St Petersburg - The best time to visit Saint Petersburg is early autumn. In mid-summer, you'll get smacked with a selfie-stick in the 5-block queue for the Hermitage.

In winter the wind blows off the Baltic like a jagged gust of financial austerity.

By late September, the crowds have abated but it's still warm enough to bask in the garden of the Lyceum, Alma Mater of Alexander Pushkin, immortalised in bronze. Down the drag, twinkle-toed trumpeters wow the crowds outside the Catherine Palace, with some nifty footwork to accompany their Tchaikovsky tunes. Luckily, being part of a four-person package group meant no queues.

Golden domes and crosses atop the Rococo palace roof twinkle like tsars overlooking ponds, pavilions, marble statues, and manicured lawns. Empress Elizabeth, whose penchant for excess makes today’s yacht-owning oligarchs look like cut-rate cheapskates, renovated this 1km² white, gold, and turquoise edifice, using 100kg of gold just to gild the roof domes. The resultant baroque facades take your breath away. And this just her summer residence!

_Problems_.
1: How much gold did Empress Elizabeth use to gild the roof domes, according to the St Petersburg travel excerpt?
2: Edit the listing lines from the one containing "Every instance of the short" through the end of the listing, inclusive, changing every "soldier's" to "guard's" and leaving everything else as it is.

_Dataset excerpts_.
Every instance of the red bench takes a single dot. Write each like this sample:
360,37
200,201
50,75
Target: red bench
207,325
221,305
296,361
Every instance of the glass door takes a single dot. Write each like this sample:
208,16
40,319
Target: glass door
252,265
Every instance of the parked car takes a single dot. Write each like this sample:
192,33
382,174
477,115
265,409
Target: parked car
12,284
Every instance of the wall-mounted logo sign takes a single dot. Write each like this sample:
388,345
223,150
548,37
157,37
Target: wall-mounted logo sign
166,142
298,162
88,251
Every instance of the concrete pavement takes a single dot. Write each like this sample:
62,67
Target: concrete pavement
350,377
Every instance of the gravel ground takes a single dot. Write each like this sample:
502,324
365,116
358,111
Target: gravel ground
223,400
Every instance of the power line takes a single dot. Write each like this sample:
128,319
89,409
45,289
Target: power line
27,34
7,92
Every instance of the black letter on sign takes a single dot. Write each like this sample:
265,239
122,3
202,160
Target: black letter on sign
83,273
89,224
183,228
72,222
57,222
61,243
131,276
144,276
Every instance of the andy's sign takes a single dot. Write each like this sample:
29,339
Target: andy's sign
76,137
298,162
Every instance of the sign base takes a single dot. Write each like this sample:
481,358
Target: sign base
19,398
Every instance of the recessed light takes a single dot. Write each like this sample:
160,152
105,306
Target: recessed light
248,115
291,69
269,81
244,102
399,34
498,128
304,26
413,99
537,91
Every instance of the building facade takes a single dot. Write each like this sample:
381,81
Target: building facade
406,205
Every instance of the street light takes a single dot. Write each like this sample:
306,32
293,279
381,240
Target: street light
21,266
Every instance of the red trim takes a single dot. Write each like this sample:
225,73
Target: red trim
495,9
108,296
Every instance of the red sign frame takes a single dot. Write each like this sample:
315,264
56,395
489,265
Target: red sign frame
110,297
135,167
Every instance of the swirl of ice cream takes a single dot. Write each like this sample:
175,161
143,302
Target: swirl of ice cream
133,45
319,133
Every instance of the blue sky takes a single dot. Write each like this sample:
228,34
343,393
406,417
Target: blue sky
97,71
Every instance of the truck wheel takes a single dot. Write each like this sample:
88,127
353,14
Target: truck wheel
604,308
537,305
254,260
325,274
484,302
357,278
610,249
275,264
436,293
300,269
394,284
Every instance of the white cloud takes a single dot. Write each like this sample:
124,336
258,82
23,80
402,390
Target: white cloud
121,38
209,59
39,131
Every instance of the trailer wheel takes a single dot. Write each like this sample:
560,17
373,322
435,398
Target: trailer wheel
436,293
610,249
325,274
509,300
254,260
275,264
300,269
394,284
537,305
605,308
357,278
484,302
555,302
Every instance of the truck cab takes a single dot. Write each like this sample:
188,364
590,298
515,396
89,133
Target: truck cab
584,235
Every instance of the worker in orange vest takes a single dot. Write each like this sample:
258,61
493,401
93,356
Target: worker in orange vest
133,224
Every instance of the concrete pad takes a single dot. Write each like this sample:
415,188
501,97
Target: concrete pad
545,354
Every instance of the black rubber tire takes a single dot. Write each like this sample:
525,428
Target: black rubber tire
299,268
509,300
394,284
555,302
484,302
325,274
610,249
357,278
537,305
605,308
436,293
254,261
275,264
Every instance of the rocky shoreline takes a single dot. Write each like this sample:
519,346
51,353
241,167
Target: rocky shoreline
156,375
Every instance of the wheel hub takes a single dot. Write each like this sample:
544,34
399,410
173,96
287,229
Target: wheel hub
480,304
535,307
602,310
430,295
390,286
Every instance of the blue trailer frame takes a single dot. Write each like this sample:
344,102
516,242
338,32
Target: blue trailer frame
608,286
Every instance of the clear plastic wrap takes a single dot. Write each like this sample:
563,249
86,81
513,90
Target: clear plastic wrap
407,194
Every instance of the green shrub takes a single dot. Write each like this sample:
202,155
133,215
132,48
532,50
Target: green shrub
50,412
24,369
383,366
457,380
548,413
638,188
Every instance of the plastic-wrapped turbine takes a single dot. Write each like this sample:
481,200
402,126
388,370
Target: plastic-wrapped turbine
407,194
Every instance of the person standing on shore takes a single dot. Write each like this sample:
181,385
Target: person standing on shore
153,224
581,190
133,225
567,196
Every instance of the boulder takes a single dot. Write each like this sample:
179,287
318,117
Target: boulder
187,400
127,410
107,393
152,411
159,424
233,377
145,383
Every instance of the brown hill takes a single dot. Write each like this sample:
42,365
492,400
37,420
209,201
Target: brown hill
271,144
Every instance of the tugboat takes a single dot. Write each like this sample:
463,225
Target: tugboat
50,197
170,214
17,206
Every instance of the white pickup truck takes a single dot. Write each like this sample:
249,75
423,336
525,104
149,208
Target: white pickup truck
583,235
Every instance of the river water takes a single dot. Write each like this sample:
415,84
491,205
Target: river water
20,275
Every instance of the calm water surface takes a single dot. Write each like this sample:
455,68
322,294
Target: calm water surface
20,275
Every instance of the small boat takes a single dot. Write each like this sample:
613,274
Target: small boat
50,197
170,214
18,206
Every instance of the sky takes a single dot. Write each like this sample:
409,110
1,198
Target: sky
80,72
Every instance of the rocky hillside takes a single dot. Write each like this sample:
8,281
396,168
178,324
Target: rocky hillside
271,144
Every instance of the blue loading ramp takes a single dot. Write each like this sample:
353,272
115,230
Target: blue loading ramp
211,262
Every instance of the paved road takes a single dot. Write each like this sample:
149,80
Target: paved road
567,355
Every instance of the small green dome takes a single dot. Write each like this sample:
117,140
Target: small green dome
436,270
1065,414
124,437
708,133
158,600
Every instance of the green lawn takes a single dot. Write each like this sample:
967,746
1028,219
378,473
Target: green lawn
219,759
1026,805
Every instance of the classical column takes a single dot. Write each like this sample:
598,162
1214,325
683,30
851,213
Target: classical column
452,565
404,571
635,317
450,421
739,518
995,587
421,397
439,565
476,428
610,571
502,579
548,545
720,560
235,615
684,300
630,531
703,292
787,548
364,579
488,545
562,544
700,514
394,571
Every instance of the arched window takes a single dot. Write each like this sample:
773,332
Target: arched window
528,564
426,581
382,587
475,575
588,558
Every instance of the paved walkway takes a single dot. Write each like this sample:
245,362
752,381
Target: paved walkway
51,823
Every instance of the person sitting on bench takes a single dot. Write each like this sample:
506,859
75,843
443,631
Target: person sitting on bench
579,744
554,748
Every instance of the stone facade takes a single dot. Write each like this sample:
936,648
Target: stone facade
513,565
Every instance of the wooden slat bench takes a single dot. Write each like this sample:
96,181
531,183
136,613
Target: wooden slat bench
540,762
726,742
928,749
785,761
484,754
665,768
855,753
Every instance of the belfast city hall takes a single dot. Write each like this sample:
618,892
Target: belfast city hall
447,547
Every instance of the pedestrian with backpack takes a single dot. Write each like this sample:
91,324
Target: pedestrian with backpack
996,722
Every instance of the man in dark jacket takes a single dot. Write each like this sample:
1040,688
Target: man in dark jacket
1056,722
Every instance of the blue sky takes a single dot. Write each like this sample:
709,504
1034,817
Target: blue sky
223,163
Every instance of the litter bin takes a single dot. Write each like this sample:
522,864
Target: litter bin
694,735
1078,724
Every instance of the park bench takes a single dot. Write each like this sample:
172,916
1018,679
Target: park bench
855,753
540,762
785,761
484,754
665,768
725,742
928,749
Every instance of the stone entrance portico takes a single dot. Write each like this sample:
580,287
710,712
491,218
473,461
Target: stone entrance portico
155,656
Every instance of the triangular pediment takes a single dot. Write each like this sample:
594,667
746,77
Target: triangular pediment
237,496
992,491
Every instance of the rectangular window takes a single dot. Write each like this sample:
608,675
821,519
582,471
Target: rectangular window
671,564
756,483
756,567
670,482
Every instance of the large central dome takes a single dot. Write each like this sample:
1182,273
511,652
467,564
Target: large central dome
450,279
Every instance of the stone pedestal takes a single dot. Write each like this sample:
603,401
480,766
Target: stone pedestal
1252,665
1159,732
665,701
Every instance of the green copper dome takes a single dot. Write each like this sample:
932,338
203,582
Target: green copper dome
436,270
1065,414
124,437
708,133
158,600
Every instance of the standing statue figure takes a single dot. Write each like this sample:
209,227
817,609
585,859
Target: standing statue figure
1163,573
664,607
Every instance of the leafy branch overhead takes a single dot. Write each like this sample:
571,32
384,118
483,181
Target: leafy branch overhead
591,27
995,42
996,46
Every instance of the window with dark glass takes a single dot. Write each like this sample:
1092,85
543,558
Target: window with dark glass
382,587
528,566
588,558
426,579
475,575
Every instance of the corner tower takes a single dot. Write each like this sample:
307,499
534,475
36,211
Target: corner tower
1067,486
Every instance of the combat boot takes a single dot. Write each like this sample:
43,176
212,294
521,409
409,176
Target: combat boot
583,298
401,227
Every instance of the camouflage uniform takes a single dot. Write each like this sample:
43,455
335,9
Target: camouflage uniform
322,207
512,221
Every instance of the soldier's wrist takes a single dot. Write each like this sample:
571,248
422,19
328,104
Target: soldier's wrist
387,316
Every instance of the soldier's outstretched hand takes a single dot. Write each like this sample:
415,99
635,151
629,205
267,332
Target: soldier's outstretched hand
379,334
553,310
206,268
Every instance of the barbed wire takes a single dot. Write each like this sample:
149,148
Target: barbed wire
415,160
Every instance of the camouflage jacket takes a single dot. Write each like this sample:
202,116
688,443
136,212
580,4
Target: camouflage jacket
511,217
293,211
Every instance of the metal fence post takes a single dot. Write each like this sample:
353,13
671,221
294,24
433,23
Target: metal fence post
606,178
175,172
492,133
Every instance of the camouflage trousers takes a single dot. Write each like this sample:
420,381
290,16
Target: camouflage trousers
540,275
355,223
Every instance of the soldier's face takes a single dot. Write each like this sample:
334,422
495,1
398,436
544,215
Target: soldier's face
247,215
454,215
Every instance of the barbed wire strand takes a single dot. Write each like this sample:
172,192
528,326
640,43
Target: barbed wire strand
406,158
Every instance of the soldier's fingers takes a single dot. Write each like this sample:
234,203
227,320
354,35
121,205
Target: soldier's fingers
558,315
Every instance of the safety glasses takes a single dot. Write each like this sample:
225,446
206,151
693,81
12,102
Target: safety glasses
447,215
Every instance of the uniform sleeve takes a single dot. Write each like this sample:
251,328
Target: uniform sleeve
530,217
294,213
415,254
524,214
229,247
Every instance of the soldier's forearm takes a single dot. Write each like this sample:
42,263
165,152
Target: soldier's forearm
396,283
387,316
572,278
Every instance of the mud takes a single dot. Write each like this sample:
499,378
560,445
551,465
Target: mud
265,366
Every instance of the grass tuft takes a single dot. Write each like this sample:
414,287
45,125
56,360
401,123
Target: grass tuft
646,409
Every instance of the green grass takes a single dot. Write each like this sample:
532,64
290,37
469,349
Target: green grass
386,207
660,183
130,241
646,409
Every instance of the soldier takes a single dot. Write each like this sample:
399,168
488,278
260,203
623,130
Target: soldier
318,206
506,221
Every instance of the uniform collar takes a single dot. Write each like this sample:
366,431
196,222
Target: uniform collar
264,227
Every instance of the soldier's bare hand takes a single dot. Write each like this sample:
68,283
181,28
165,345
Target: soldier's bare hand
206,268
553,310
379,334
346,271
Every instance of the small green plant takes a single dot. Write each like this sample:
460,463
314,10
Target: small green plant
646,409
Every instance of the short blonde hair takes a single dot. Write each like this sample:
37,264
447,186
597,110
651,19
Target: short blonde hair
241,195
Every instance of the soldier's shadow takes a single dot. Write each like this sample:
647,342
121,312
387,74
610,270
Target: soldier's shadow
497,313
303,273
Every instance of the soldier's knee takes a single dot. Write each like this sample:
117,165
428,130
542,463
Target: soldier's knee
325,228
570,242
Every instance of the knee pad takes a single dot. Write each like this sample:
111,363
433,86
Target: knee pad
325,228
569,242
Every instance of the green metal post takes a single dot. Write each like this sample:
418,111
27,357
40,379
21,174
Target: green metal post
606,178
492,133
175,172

_Results in order_.
1: 100kg of gold.

2:
Every instance of the short blonde hair takes a single dot. Write each like this sample:
37,264
447,186
597,110
651,19
Target: short blonde hair
241,195
Every instance of the guard's shadow takes a single dot. Write each like this sample:
647,342
121,312
387,74
610,270
Target: guard's shadow
497,313
303,273
Every instance of the guard's knee takes a single dot. Write each like this sample:
117,165
428,130
542,463
Target: guard's knee
325,228
570,242
Every instance of the knee pad takes a single dot. Write each like this sample:
111,363
433,86
Target: knee pad
325,228
569,242
Every instance of the green metal post takes a single dot. Write each like this sample:
418,111
27,357
40,379
21,174
Target: green metal post
606,178
492,133
175,172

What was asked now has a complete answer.